:: Input
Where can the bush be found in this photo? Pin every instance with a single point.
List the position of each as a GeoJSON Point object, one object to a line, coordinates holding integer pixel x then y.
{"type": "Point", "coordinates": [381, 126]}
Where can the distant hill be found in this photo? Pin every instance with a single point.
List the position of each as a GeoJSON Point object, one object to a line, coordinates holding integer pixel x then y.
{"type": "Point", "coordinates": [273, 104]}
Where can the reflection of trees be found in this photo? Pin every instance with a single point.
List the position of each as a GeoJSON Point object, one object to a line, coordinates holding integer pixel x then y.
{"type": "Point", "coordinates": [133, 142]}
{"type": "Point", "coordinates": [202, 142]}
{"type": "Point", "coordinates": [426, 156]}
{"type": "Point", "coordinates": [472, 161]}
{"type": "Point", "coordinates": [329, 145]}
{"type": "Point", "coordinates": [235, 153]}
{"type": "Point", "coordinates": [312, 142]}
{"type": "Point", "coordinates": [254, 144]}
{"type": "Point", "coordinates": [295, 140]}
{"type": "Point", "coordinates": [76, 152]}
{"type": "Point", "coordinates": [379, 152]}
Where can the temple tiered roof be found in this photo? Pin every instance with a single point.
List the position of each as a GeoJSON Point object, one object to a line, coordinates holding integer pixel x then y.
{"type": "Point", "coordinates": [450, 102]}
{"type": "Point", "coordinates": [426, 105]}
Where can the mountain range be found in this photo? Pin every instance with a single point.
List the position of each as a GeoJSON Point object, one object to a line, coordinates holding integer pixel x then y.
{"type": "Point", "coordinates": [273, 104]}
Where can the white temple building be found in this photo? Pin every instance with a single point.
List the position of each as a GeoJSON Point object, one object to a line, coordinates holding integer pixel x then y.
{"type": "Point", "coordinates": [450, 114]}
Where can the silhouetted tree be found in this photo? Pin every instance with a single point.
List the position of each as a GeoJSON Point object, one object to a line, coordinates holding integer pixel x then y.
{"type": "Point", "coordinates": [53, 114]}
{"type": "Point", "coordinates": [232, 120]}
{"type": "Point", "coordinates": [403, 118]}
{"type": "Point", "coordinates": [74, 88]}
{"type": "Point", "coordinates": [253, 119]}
::::
• Exercise prompt:
Exactly reproduce the lines that run from the line with "Where can the reflection" through the last line of the records, inclusive.

• Output below:
Where can the reflection of trees be found in this photo? Pin every instance with a single point.
List the position of each as a GeoJSON Point object, one object to a line, coordinates holding integer pixel x then y.
{"type": "Point", "coordinates": [133, 142]}
{"type": "Point", "coordinates": [202, 142]}
{"type": "Point", "coordinates": [426, 156]}
{"type": "Point", "coordinates": [472, 161]}
{"type": "Point", "coordinates": [329, 145]}
{"type": "Point", "coordinates": [235, 153]}
{"type": "Point", "coordinates": [312, 142]}
{"type": "Point", "coordinates": [254, 144]}
{"type": "Point", "coordinates": [295, 140]}
{"type": "Point", "coordinates": [76, 152]}
{"type": "Point", "coordinates": [379, 152]}
Where can the temple tiered roof be found in this photo? Pin every instance with a single point.
List the position of each as a GeoJSON Point object, one object to a line, coordinates holding integer pixel x then y.
{"type": "Point", "coordinates": [450, 102]}
{"type": "Point", "coordinates": [426, 105]}
Where can the mountain range be found in this photo? Pin every instance with a single point.
List the position of each as a GeoJSON Point object, one object to a line, coordinates holding integer pixel x then y.
{"type": "Point", "coordinates": [273, 104]}
Where can the white temple building be found in this photo? Pin every instance with a single point.
List the position of each as a GeoJSON Point object, one object to a line, coordinates holding integer pixel x then y.
{"type": "Point", "coordinates": [450, 114]}
Where can the silhouetted tree be found in this photo? Pin every instance with a single point.
List the position of each as a GeoJSON Point object, one object to a line, coordinates holding integer pixel x then y.
{"type": "Point", "coordinates": [53, 114]}
{"type": "Point", "coordinates": [232, 120]}
{"type": "Point", "coordinates": [403, 118]}
{"type": "Point", "coordinates": [74, 88]}
{"type": "Point", "coordinates": [253, 119]}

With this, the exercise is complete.